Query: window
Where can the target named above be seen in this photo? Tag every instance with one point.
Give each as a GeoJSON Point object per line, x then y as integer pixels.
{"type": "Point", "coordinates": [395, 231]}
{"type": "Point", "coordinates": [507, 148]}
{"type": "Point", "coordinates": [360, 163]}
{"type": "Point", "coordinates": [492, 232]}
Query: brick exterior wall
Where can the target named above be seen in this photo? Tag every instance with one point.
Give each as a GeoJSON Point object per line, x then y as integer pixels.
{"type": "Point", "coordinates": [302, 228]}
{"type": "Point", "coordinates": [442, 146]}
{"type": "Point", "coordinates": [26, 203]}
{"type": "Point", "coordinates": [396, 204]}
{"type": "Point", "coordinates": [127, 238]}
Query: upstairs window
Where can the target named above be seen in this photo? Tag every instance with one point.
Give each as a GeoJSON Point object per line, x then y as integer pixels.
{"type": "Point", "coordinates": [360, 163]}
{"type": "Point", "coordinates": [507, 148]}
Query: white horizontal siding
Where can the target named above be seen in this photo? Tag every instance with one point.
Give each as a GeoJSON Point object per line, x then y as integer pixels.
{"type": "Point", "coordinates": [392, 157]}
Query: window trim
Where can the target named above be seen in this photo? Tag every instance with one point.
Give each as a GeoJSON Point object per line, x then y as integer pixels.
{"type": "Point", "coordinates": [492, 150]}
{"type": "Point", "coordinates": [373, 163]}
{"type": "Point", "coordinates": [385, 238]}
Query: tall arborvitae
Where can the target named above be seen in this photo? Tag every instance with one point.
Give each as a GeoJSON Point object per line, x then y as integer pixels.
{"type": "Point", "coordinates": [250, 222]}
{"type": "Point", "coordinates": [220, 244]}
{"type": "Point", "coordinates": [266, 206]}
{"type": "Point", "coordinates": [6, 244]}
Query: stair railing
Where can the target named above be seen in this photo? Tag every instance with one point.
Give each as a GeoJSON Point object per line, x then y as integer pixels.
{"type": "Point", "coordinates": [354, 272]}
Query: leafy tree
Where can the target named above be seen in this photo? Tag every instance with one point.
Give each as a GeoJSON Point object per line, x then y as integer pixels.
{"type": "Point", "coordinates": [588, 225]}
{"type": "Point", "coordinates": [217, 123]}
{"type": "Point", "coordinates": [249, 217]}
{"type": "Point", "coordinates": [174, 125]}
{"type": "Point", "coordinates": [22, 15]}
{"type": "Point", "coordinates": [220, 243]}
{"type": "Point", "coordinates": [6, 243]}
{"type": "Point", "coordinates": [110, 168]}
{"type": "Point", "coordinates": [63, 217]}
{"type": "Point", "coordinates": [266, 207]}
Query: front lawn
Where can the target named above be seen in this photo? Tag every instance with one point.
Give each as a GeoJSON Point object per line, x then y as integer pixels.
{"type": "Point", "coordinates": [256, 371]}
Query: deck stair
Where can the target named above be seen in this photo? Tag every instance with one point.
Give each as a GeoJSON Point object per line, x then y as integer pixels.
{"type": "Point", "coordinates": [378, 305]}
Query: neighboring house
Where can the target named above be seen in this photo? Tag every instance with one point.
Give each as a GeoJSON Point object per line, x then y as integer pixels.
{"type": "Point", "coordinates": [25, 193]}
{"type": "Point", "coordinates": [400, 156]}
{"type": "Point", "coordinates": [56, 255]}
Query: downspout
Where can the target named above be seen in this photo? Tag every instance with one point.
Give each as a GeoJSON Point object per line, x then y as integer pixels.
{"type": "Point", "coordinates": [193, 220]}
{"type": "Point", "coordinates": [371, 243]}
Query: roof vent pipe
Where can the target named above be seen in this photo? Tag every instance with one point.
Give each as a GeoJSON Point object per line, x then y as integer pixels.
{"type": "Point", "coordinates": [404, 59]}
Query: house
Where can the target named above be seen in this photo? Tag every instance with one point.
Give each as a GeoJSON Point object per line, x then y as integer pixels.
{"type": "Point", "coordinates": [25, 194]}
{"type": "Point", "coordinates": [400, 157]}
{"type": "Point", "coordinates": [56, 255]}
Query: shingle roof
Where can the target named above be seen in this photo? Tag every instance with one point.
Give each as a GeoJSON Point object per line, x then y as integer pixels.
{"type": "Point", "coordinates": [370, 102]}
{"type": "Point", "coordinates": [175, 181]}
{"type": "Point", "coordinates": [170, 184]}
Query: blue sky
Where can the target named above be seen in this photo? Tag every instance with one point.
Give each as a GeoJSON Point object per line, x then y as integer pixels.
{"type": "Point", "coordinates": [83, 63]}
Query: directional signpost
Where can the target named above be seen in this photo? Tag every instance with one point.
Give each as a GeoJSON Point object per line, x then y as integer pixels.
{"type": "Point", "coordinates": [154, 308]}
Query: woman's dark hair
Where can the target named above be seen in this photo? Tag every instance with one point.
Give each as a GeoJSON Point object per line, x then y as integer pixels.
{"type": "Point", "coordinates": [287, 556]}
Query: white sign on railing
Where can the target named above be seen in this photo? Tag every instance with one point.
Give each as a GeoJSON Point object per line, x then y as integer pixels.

• [Stated exercise]: Quote exactly and only the lines from the one holding "Query: roof vent pipe" through the end of the data.

• [Answer for this exercise]:
Query: roof vent pipe
Where can the target named above be seen in this photo? Tag every instance with one point.
Give each as a GeoJSON Point object per line, x then y as integer pixels.
{"type": "Point", "coordinates": [404, 59]}
Query: house
Where can the target named above be seen in this photo? Tag every instance with one point.
Give each as a GeoJSON Point object per line, x then y as integer pixels.
{"type": "Point", "coordinates": [25, 194]}
{"type": "Point", "coordinates": [400, 157]}
{"type": "Point", "coordinates": [56, 255]}
Query: shingle roof
Where can the target named above be seen in this photo? Tag every instance with one point.
Give each as a GeoJSON Point object per line, x then y as integer pixels.
{"type": "Point", "coordinates": [370, 102]}
{"type": "Point", "coordinates": [175, 181]}
{"type": "Point", "coordinates": [170, 184]}
Query: blue sky
Where can the target named above be seen in this photo? Tag every instance with one point.
Give each as a GeoJSON Point object per line, x then y as integer pixels.
{"type": "Point", "coordinates": [83, 63]}
Query: directional signpost
Where can the target named above be seen in this photo? Tag every instance with one point.
Give each as a GeoJSON Point object per line, x then y as integer pixels.
{"type": "Point", "coordinates": [154, 308]}
Query: woman's dark hair
Where can the target named above be seen in this photo? Tag every instance with one point.
Give each as a GeoJSON Point object per line, x then y as integer pixels.
{"type": "Point", "coordinates": [287, 556]}
Query: white sign on railing
Where can the target named above be seen in this photo? Tag every instance with one point.
Give each as a GeoJSON Point object per line, x then y as integer pixels.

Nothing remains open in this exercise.